She is physically drained - having taken the train for three days.

 

I begin to feel uneasy - unable to sleep - knowing this is the last month my mom will be here.

 

This morning -

 

"Well, I started packing..." she tells me as I carry her laundry up to her room.

I turn around, and show her I'm sad.

"I know..." she says, hugging me.

 

I start to cry.

"It's gonna be hard....it's definitely strange for me too..." she says.

 

We sit on her bed, and talk....

 

She is in her robe I bought her for Christmas one year, long curly hair undone, in wild ringlets down her shoulders.

Her room was recently redone - soft sage green walls surrounded by ferns and other plants she's had for as long as I've been alive.

 

"I keep telling myself and everyone that I'm anchored here - so we all know I'm coming back. That's why I'm leaving all my furniture."

 

It's true. Her giant antique furniture is staying....

I get strange feelings of being the parent and my mom being the college student who's finally taking her first big step into the world.

Then I remember reality.

 

We are down in the dining room now - looking at my Flickr pics - link removed - and she starts telling me all the friends here that she has yet to tell about her big move.

 

"I gotta see Janice - she can't believe it..."

"She probably thought you were never gonna do it..." I say

"I don't know - but she said she was stunned in the email..."

 

Janice, my mother's long-time, boisterous, petite, chatty friend is going to give my mom an earful. After this last time seeing Janice and my mom together, I saw why their friendship has minimized since their hey-day as roomates.

Janice tells my mother exactly how it is.

Collected data
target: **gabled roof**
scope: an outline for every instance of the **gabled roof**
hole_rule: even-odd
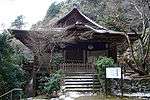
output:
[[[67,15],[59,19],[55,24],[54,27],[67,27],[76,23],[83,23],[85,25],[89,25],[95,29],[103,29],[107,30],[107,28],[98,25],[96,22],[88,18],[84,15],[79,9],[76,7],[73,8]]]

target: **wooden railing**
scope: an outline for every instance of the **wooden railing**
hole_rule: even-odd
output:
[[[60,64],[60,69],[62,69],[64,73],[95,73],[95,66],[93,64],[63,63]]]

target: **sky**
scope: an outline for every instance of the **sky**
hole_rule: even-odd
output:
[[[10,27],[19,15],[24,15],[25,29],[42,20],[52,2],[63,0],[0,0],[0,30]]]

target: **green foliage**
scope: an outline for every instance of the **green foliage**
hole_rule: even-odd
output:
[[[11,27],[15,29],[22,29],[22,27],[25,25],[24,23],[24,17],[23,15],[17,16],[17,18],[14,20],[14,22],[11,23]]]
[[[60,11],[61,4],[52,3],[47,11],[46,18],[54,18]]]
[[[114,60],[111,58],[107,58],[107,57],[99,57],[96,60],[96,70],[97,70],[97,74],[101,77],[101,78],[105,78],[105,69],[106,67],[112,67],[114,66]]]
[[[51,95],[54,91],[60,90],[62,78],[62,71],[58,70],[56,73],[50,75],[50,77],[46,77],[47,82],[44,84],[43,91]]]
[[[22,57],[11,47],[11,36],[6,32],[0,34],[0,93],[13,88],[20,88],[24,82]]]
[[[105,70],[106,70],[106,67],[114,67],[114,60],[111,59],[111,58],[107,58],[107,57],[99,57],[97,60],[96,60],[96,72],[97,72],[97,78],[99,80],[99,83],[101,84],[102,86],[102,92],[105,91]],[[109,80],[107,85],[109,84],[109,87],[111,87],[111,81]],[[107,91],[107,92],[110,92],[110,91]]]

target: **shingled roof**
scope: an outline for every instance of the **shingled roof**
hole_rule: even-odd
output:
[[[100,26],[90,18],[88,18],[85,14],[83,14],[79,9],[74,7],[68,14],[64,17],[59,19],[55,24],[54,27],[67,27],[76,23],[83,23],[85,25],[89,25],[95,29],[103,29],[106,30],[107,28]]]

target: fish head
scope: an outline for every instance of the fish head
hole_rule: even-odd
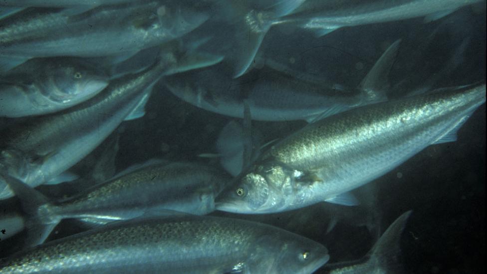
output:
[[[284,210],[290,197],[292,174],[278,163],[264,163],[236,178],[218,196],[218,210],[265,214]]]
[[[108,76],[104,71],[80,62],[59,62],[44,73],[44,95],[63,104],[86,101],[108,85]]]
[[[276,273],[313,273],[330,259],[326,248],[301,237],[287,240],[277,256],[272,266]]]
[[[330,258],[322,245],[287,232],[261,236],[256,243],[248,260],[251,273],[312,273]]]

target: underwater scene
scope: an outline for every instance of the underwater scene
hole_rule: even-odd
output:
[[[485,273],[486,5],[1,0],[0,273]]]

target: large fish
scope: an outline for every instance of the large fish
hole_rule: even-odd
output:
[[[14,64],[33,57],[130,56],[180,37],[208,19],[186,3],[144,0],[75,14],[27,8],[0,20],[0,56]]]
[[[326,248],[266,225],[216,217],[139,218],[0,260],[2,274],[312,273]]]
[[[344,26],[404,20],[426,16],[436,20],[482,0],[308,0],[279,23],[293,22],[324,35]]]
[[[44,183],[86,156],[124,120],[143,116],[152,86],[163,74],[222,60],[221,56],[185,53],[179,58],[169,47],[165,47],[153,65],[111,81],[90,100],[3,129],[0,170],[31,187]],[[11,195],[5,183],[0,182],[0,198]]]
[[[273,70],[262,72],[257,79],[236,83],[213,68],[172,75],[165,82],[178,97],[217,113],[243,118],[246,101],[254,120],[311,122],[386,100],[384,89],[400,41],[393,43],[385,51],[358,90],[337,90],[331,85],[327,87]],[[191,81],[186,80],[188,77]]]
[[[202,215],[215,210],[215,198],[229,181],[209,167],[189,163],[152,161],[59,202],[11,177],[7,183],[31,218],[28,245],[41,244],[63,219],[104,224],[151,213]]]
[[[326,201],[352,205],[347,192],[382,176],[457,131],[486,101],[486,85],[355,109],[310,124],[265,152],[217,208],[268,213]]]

:: Problem set ::
1. For the account of the mother's move, state whether each statement agrees with the text: (a) the mother intends to leave her furniture behind; (b) the walls of the mother's room are painted blue; (c) Janice and the mother once shared living quarters. Answer yes or no for each and quote the deciding words.
2. Carry on the account of the mother's move from the point where it stops, keeping its first-person, present-tense voice.

:: Task results ::
1.
(a) Yes: "That's why I'm leaving all my furniture."
(b) No: "soft sage green walls surrounded by ferns and other plants"
(c) Yes: "since their hey-day as roomates"

2.
"Ohmigod Beck - remember when we lived in the apartment and we would all be partying and you'd be like, "I gotta go to bed." and it would be like 9:00! You were such a goody-goody!"

That was a few months ago - Janice highly jacked up on her natural endorphins, eagerly telling me and the roomates embarrassing details about my mom's less than stellar party-girl technique.

 

It's true.

Back in those 8 - 9 year old days, when I'd go visit my mother on the weekends, it would be similar to my drug-saturated life at home with Dad, but Mom would get to bed by 9 and be up by 5am. I'd get breakfast and maybe some conversation before noon. She would play with me. And try and get me to do things I was supposed to do with little success.

 

But these were great improvements from home so I ignored the fact she was a cocaine addict. I ignored that all her money and love went to that those years and not to me.

 

I know my mother moving is a good thing......

 

"I'm just a sap." I said, wipining away tear after tear.

 

"No you're not- tsk! - why do you say that?"

 

"Because everything makes me cry."

 

"No..." she says firmly "crying is good."